• GIVEN TASK 1: Replace "utility pole" with "power pole" in the rows from the line containing "pin: the driveway, one" through the last row, leaving everything else unchanged. Return only those rows.

## start DOCUMENT PASSAGE

How should I try to evaluate the integral $\int_a^b \sqrt{1 + \frac{x^2}{r^2 - x^2}} \; dx$

Question

I've tried to evaluate $\displaystyle\int_{-r}^r \sqrt{1 + \frac{x^2}{r^2 - x^2}} \; dx$ on my own, but I have encountered a problem I cannot get around.

The indefinite integral $\sqrt{\frac{r^2}{r^2-x^2}} \sqrt{r^2-x^2} \tan ^{-1}\left(\frac{x}{\sqrt{r^2-x^2}}\right) + C$ is undefined at both limits of integration

(the fractions $\frac{r^2}{r^2-r^2} = \frac{r^2}0 = \text{indetermined}$ and $\frac{({-r})^2}{r^2-r^2} = \frac{r^2}0 = \text{indetermined}$)

## end DOCUMENT PASSAGE
## start TASK INPUT

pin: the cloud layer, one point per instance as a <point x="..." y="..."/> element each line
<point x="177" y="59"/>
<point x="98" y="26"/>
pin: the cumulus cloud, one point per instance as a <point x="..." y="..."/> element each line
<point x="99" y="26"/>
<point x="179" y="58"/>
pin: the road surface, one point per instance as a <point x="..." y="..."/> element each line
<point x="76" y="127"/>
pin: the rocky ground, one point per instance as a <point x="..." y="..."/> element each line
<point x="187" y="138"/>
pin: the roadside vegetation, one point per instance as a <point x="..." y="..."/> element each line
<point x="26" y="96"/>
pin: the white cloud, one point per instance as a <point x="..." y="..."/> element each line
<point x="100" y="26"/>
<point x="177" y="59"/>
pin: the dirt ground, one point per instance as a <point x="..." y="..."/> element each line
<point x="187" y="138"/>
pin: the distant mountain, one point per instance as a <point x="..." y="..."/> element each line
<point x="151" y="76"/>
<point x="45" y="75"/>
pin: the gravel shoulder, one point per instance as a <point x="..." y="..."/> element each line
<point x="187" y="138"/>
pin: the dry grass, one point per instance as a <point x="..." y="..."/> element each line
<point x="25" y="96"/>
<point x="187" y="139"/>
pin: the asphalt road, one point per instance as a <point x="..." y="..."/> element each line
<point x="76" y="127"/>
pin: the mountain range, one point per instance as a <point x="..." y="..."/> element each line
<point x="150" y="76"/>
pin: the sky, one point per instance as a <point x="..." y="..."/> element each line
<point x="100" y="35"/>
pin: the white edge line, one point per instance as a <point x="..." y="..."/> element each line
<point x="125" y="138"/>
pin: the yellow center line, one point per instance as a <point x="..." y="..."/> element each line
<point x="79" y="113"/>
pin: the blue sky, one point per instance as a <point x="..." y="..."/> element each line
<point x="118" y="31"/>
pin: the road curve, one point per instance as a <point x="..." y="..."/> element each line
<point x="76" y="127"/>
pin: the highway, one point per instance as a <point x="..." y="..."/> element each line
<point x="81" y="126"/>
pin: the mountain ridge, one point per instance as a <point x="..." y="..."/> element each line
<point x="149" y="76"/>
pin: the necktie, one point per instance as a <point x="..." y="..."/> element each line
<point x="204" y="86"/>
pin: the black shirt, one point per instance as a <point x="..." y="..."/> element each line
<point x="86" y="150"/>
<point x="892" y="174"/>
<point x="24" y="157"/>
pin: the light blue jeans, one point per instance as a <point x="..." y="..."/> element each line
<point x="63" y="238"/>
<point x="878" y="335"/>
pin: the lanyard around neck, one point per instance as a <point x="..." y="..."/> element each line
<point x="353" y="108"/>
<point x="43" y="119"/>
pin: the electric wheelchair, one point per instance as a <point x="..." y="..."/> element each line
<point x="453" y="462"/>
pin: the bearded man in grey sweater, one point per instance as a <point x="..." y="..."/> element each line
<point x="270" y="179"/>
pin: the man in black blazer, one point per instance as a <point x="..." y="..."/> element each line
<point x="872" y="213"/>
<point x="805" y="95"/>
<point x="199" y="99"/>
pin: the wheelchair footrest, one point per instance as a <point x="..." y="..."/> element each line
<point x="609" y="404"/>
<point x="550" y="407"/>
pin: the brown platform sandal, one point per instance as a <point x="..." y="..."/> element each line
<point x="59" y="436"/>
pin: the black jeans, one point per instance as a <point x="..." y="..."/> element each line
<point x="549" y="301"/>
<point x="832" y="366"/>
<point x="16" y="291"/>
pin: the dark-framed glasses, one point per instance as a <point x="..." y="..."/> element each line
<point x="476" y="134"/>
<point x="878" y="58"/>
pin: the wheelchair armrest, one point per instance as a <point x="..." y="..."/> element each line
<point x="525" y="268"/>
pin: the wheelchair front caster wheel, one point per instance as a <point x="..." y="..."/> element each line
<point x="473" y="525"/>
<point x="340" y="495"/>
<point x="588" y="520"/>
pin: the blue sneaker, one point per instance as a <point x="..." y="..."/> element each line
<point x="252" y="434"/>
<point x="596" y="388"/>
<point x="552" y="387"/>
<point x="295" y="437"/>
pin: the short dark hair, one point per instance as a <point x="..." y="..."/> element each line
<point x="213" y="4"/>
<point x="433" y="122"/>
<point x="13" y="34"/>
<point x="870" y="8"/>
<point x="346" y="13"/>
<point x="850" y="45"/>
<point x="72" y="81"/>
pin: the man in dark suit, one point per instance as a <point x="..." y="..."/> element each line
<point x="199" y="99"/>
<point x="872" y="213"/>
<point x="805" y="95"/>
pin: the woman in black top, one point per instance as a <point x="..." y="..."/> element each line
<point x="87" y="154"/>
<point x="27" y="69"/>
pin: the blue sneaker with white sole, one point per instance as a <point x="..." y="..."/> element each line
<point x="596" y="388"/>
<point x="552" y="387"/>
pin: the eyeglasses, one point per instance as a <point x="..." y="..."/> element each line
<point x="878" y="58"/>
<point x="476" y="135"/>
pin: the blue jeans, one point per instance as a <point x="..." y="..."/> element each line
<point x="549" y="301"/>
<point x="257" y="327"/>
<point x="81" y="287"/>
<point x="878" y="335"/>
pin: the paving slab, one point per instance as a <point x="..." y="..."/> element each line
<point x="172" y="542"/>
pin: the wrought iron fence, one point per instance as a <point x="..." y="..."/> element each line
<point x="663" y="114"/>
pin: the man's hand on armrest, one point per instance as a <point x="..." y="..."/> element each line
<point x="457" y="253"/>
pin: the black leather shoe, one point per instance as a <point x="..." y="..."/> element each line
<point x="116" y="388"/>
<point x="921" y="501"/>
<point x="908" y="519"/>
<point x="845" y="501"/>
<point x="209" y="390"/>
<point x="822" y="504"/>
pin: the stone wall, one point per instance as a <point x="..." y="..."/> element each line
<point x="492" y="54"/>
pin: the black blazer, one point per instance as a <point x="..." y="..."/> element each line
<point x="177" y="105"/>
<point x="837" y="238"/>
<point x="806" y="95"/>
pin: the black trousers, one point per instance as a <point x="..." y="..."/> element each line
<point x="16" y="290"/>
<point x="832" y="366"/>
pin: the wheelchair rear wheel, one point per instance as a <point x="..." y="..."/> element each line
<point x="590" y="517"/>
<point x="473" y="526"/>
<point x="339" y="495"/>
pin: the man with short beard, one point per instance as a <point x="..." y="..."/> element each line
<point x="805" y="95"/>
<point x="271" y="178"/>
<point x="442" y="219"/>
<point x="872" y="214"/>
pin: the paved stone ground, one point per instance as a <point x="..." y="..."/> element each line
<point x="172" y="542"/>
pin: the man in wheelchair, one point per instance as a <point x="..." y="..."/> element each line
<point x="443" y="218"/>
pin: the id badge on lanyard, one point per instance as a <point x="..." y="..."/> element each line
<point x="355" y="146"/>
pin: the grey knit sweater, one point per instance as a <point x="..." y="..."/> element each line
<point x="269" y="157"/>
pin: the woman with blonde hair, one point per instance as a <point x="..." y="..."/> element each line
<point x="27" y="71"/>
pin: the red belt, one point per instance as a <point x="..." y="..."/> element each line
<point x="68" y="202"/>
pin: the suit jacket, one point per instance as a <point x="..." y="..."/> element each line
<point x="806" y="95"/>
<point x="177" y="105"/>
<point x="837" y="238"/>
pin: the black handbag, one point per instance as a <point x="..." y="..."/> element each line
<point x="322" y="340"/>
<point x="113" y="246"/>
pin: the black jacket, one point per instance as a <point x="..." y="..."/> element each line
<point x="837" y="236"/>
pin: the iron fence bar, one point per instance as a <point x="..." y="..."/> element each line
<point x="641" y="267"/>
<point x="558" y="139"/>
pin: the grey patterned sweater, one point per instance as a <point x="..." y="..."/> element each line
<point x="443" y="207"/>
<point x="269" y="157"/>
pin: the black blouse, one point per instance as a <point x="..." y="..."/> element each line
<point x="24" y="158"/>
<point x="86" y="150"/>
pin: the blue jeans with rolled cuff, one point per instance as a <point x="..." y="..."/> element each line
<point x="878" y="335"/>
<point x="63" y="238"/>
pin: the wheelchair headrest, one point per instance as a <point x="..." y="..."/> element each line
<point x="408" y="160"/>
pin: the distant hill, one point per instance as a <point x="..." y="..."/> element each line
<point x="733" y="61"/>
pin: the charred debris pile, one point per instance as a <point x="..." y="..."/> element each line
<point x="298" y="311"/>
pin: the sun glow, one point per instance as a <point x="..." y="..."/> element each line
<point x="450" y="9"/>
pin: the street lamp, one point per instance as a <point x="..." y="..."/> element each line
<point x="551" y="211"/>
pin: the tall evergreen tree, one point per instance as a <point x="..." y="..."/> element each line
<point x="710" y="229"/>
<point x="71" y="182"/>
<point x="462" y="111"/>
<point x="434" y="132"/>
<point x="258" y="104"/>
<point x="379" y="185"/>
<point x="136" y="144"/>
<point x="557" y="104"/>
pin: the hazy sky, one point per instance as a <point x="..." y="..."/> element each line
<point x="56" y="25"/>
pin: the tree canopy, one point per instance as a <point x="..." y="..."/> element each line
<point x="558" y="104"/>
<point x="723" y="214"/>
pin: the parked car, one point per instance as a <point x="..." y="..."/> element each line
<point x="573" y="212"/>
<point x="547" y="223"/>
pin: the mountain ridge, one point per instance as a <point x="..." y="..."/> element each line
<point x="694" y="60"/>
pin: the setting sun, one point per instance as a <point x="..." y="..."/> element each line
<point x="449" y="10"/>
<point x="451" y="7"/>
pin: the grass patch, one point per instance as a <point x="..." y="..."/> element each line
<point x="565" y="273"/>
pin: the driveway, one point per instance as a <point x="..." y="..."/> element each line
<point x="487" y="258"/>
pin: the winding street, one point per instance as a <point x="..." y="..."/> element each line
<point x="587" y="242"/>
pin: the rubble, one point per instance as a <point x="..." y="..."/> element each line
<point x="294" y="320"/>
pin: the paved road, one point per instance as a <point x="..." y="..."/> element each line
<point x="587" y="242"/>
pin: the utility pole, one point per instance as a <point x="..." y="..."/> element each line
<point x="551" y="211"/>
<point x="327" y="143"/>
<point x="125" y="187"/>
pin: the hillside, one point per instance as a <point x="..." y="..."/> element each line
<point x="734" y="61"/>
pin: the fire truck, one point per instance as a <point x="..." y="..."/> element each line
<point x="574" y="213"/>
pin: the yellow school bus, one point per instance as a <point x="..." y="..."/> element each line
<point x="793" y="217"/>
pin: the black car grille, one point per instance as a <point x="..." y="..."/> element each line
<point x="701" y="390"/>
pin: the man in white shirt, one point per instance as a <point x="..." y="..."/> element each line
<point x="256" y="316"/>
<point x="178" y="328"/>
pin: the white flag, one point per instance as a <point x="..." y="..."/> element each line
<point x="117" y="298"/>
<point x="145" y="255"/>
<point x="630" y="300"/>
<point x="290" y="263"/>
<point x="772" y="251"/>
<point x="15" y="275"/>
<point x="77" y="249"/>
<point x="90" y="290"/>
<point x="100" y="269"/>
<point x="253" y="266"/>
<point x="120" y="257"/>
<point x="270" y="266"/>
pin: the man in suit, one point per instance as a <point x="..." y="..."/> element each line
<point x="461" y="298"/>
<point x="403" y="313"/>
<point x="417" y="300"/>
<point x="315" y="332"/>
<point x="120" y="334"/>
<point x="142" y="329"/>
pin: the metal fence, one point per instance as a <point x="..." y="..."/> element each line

## end TASK INPUT

• GIVEN TASK 2: Transcribe the part of the integral question that begins with the words "I've tried to" and ends with "cannot get around.".

• RESULT 1:
pin: the driveway, one point per instance as a <point x="..." y="..."/> element each line
<point x="487" y="258"/>
pin: the winding street, one point per instance as a <point x="..." y="..."/> element each line
<point x="587" y="242"/>
pin: the rubble, one point per instance as a <point x="..." y="..."/> element each line
<point x="294" y="320"/>
pin: the paved road, one point per instance as a <point x="..." y="..."/> element each line
<point x="587" y="242"/>
pin: the power pole, one point per instance as a <point x="..." y="..."/> element each line
<point x="551" y="211"/>
<point x="327" y="143"/>
<point x="125" y="187"/>
pin: the hillside, one point per instance as a <point x="..." y="..."/> element each line
<point x="734" y="61"/>
pin: the fire truck, one point per instance as a <point x="..." y="..."/> element each line
<point x="574" y="213"/>
pin: the yellow school bus, one point per instance as a <point x="..." y="..."/> element each line
<point x="793" y="217"/>
pin: the black car grille, one point per instance as a <point x="..." y="..."/> element each line
<point x="701" y="390"/>
pin: the man in white shirt, one point per instance as a <point x="..." y="..."/> element each line
<point x="256" y="316"/>
<point x="178" y="328"/>
pin: the white flag, one point per instance as a <point x="..." y="..."/> element each line
<point x="117" y="298"/>
<point x="145" y="255"/>
<point x="630" y="300"/>
<point x="290" y="263"/>
<point x="772" y="251"/>
<point x="15" y="275"/>
<point x="77" y="249"/>
<point x="90" y="290"/>
<point x="100" y="269"/>
<point x="253" y="266"/>
<point x="120" y="257"/>
<point x="270" y="266"/>
pin: the man in suit, one point per instance as a <point x="..." y="..."/> element each line
<point x="461" y="298"/>
<point x="403" y="313"/>
<point x="417" y="300"/>
<point x="315" y="332"/>
<point x="120" y="334"/>
<point x="142" y="329"/>
pin: the metal fence, one point per instance as a <point x="..." y="..."/> element each line

• RESULT 2:
I've tried to evaluate $\displaystyle\int_{-r}^r \sqrt{1 + \frac{x^2}{r^2 - x^2}} \; dx$ on my own, but I have encountered a problem I cannot get around.